── Fragmento

Hay un pintor limeño, Georges Cribléz, que vive en una casita de adobe frente a Qayaqpuma y hay quienes lo consideran una especie de reencarnación de alguno de esos pintores inaugurales.
Cuentan los campesinos que cuando él llegó a ese lugar, apabullado por la mayestática visión del Apu que gobierna al promontorio, enterró sus ojos en lo más profundo de las cavernas para ver mejor. Y es que la belleza, dicen los que saben, está en los ojos del observador.
Ahora sólo pinta de noche y tiene los ojos luminosos y enfebrecidos de los que chorrean esos mismos matices que nacieron hace 8 mil años. Y se ha convertido en una suerte de traductor autorizado de aquellos símbolos pictóricos que el dedo primitivo garabateó con deleite e ingenuidad alumbrado tan sólo por una hoguera.

────
── Registros de datos

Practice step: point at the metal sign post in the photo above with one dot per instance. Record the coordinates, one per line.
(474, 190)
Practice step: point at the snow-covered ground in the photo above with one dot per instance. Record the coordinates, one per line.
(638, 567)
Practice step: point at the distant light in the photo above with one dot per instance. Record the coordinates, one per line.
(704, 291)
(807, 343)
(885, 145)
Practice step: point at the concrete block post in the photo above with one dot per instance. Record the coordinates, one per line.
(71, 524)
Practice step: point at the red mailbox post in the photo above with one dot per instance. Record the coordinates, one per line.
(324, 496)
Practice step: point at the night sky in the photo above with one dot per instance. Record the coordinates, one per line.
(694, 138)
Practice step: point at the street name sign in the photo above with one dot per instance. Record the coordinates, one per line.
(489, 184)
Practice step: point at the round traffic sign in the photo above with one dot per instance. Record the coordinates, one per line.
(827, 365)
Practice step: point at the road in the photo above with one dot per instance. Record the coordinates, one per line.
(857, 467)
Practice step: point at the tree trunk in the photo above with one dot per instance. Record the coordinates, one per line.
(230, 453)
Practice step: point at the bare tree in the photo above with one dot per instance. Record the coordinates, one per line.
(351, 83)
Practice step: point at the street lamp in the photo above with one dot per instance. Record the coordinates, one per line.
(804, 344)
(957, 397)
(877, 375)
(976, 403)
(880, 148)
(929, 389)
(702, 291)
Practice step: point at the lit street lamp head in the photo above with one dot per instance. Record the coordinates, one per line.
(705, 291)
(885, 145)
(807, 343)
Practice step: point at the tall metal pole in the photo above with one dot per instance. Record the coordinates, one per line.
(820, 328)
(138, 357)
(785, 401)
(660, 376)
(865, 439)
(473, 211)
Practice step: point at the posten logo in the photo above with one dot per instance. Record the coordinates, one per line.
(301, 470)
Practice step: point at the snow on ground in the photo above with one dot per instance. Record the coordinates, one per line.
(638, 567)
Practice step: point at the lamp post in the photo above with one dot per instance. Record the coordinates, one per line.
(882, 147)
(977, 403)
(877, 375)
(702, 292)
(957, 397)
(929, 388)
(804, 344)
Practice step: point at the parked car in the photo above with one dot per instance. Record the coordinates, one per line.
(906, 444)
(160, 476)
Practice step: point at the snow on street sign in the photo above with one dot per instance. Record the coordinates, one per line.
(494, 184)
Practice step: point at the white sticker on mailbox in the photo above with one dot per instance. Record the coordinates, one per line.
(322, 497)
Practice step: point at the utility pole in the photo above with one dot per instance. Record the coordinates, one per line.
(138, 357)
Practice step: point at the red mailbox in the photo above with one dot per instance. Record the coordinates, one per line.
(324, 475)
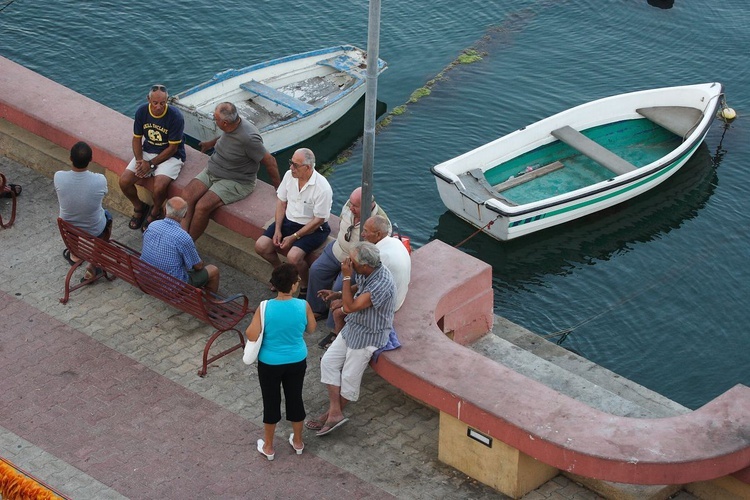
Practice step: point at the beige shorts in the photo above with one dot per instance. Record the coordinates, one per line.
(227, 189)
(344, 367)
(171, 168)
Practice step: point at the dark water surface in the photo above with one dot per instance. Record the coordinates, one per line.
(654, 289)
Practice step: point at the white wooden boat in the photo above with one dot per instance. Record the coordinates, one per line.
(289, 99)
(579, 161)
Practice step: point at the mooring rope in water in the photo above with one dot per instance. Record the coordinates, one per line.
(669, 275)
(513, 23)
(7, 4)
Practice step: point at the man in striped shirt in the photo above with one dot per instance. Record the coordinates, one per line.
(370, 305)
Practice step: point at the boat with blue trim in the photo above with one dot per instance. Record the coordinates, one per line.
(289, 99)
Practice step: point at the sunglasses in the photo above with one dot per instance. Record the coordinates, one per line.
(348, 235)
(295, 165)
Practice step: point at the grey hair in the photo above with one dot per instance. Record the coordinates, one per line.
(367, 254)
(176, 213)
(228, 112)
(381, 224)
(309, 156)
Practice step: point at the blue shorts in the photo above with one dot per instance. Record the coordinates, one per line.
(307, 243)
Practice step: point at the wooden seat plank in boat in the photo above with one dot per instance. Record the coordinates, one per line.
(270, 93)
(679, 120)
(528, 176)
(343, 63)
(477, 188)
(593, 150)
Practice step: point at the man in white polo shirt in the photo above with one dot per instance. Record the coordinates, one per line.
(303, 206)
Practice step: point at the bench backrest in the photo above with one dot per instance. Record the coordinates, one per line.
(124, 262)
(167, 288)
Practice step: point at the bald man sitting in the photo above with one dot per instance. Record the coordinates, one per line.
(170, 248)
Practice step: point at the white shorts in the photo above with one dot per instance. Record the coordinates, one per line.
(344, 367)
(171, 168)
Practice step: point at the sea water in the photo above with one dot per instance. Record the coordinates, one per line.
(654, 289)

────
── Registros de datos

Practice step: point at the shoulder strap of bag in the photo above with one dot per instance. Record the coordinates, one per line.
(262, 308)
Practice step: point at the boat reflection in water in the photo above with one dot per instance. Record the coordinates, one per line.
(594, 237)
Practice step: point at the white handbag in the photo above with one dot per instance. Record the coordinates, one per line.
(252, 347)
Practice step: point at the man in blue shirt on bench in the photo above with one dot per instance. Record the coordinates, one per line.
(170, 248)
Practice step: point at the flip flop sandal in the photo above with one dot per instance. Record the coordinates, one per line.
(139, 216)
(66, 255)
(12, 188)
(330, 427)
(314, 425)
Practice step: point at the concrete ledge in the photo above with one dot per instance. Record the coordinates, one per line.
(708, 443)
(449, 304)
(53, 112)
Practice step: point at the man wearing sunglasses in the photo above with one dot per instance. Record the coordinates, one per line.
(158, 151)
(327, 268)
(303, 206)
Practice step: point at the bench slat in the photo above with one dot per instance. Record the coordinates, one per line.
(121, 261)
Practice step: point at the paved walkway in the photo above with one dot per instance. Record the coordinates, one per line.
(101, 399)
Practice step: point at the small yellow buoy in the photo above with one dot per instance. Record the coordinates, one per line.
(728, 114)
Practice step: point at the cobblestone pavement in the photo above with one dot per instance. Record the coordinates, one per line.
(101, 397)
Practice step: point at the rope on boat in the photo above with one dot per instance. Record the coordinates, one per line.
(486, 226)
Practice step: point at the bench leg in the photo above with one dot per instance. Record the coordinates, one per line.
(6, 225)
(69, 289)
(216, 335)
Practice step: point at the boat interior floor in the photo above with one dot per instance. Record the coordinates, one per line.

────

## [Enunciado A]
Reproduce del fragmento sobre el pintor de Qayaqpuma el pasaje entre "Hay un pintor" y "esos pintores inaugurales.", ambos incluidos.
## [Enunciado B]
Prosigue el texto sobre el pintor que vive frente a Qayaqpuma desde su última oración.

## [Resultado final A]
Hay un pintor limeño, Georges Cribléz, que vive en una casita de adobe frente a Qayaqpuma y hay quienes lo consideran una especie de reencarnación de alguno de esos pintores inaugurales.

## [Resultado final B]
Pero, en la otra orilla están los graffiteros. Ellos representan aquellos cavernícolas modernos que están destruyendo paulatinamente nuestra memoria gráfica guardada en los muros de Qayaqpuma.
No permitamos que sus toscos garabatos se superpongan sobre los finos trazos de unos hombres que reinterpretaron sabiamente en los tiempos aurorales la esencia de nuestro paisaje en el que paseaban graciosas presencias animadas.